====== GIVEN RECORDS
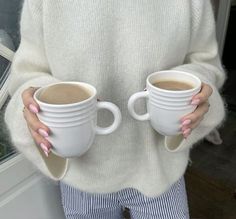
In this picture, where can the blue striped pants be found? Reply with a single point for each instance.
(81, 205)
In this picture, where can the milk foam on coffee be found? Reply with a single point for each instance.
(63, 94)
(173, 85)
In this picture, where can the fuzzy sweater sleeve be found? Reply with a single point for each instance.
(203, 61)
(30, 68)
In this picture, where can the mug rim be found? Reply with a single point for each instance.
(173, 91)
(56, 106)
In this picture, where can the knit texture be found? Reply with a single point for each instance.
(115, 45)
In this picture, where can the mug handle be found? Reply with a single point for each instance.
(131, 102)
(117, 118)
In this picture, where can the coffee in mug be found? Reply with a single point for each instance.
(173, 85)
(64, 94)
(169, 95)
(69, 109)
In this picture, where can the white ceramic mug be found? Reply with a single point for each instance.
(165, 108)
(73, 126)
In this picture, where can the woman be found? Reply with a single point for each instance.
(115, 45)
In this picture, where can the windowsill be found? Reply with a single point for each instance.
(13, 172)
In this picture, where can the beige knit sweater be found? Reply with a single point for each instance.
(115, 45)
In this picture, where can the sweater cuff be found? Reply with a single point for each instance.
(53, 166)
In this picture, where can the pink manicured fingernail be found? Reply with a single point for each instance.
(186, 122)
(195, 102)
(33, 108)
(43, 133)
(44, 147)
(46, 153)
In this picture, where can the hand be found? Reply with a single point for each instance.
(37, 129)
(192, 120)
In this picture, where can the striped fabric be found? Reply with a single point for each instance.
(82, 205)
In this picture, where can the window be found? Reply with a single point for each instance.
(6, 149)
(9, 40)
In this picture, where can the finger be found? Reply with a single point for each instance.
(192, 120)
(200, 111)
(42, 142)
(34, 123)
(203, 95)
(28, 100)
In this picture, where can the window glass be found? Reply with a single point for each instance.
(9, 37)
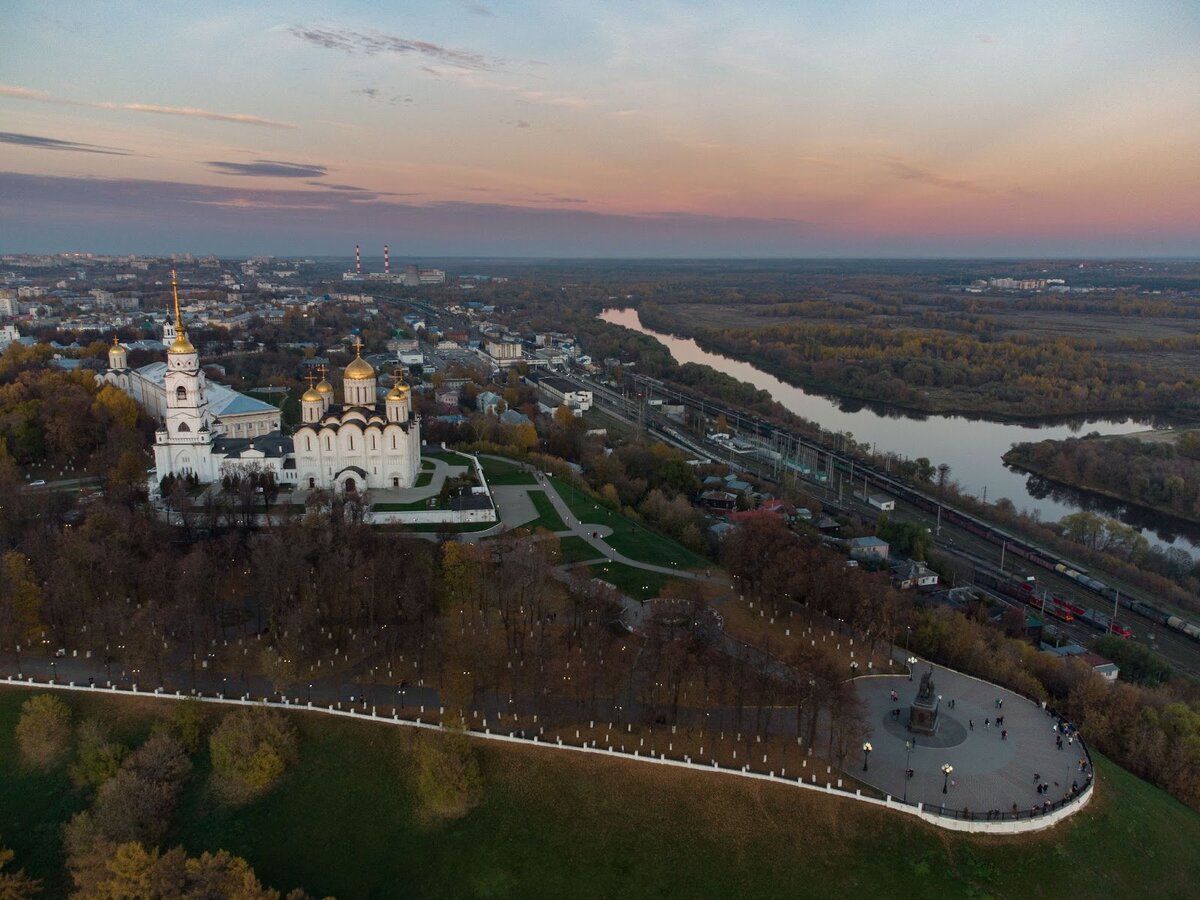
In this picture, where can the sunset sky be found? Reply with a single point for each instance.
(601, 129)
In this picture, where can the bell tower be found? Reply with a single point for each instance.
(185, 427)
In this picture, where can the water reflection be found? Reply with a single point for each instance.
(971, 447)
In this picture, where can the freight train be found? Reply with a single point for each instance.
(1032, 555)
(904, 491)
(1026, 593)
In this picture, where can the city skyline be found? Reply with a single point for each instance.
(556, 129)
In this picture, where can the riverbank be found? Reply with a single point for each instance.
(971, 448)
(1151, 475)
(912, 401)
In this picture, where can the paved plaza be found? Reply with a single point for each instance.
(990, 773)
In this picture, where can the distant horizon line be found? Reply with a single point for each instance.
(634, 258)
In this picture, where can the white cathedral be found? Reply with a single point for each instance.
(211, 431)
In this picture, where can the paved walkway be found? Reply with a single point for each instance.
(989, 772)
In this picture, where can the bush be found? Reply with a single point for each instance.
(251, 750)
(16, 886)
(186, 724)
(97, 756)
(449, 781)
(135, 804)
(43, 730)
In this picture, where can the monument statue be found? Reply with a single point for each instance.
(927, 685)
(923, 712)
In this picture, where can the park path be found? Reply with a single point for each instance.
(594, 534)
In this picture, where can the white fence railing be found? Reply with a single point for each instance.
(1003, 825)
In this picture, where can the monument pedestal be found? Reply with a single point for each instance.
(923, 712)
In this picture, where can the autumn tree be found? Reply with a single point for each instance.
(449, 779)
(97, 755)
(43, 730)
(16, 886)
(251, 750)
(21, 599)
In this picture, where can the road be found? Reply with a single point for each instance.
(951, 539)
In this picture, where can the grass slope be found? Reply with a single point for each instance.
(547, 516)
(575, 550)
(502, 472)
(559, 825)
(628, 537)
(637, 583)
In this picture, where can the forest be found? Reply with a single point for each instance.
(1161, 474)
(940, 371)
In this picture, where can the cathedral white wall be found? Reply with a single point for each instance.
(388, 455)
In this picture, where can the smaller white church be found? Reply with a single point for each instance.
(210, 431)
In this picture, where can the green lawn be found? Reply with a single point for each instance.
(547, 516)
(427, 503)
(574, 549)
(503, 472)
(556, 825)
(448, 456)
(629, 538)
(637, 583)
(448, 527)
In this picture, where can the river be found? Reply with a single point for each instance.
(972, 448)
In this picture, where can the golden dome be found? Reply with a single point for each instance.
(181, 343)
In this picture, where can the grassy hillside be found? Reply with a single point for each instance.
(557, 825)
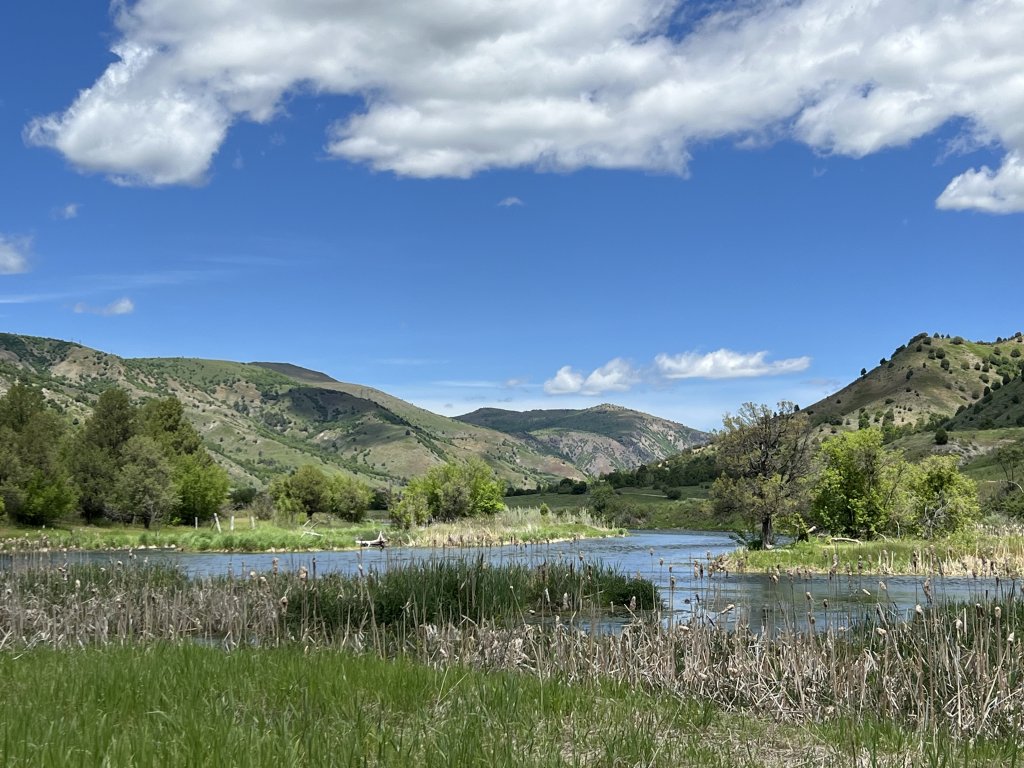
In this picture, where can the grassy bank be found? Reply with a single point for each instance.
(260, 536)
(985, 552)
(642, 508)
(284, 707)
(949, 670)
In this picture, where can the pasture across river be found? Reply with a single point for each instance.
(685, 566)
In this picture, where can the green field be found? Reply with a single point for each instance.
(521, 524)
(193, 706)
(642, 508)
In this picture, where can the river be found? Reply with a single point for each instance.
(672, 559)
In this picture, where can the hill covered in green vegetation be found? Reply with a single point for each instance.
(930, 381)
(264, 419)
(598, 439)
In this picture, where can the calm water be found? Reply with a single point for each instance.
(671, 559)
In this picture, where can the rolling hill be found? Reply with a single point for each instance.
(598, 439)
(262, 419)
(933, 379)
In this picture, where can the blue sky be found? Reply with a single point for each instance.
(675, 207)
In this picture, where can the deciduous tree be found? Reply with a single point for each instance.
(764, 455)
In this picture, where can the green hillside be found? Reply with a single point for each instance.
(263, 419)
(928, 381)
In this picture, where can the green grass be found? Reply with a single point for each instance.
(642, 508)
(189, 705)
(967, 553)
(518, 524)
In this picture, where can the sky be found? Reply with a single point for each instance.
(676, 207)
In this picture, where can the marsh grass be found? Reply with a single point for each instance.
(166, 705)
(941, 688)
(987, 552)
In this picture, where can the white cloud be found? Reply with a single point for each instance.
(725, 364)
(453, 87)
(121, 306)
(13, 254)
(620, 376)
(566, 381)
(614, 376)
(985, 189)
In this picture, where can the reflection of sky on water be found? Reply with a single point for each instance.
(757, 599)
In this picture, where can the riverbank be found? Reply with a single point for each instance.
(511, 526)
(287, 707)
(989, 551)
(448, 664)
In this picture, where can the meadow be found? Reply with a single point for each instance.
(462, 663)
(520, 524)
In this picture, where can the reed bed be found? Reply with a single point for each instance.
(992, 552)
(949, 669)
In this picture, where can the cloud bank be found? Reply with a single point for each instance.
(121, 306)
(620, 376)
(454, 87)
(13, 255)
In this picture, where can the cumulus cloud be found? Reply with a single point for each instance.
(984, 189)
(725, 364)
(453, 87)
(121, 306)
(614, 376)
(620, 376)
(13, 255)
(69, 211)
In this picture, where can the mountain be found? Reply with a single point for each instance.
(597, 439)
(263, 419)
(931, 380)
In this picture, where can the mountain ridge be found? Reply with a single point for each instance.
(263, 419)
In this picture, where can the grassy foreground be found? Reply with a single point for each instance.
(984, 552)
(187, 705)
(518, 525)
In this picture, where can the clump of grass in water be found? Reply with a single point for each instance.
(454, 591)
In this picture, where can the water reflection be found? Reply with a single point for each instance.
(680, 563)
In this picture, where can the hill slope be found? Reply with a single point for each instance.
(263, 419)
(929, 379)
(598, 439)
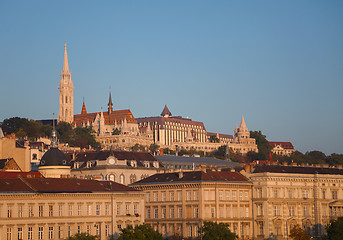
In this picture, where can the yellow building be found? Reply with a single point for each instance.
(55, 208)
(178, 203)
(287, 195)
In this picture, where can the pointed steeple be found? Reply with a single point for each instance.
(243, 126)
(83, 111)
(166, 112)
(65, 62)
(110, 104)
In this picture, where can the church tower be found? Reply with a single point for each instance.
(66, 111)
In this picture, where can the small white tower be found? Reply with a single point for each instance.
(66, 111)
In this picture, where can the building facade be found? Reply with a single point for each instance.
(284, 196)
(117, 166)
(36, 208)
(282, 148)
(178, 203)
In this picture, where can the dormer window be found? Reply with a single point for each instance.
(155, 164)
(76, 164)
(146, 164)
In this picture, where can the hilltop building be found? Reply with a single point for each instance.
============
YOUR GOAL> Starting at the line that contains "In this picture, where can the small white" and stopping after the last line of the data, could you rewrite those lines, requests included, with every point coordinate multiplied by 2.35 and rounded to the nearest whole number, halves up? Leave the requests unchanged.

REPLY>
In this picture, where can the small white tower be found? Reply with a single point for each instance.
(155, 261)
In this picture, where can the building facade be found? Reply with a single point for each instance.
(667, 461)
(275, 390)
(85, 489)
(663, 348)
(418, 477)
In this picture, where can the dormer window be found? Reply with a single point for each instance.
(364, 385)
(179, 385)
(343, 385)
In this picture, where can the hilltop building be found? Reply with a single point for each instance.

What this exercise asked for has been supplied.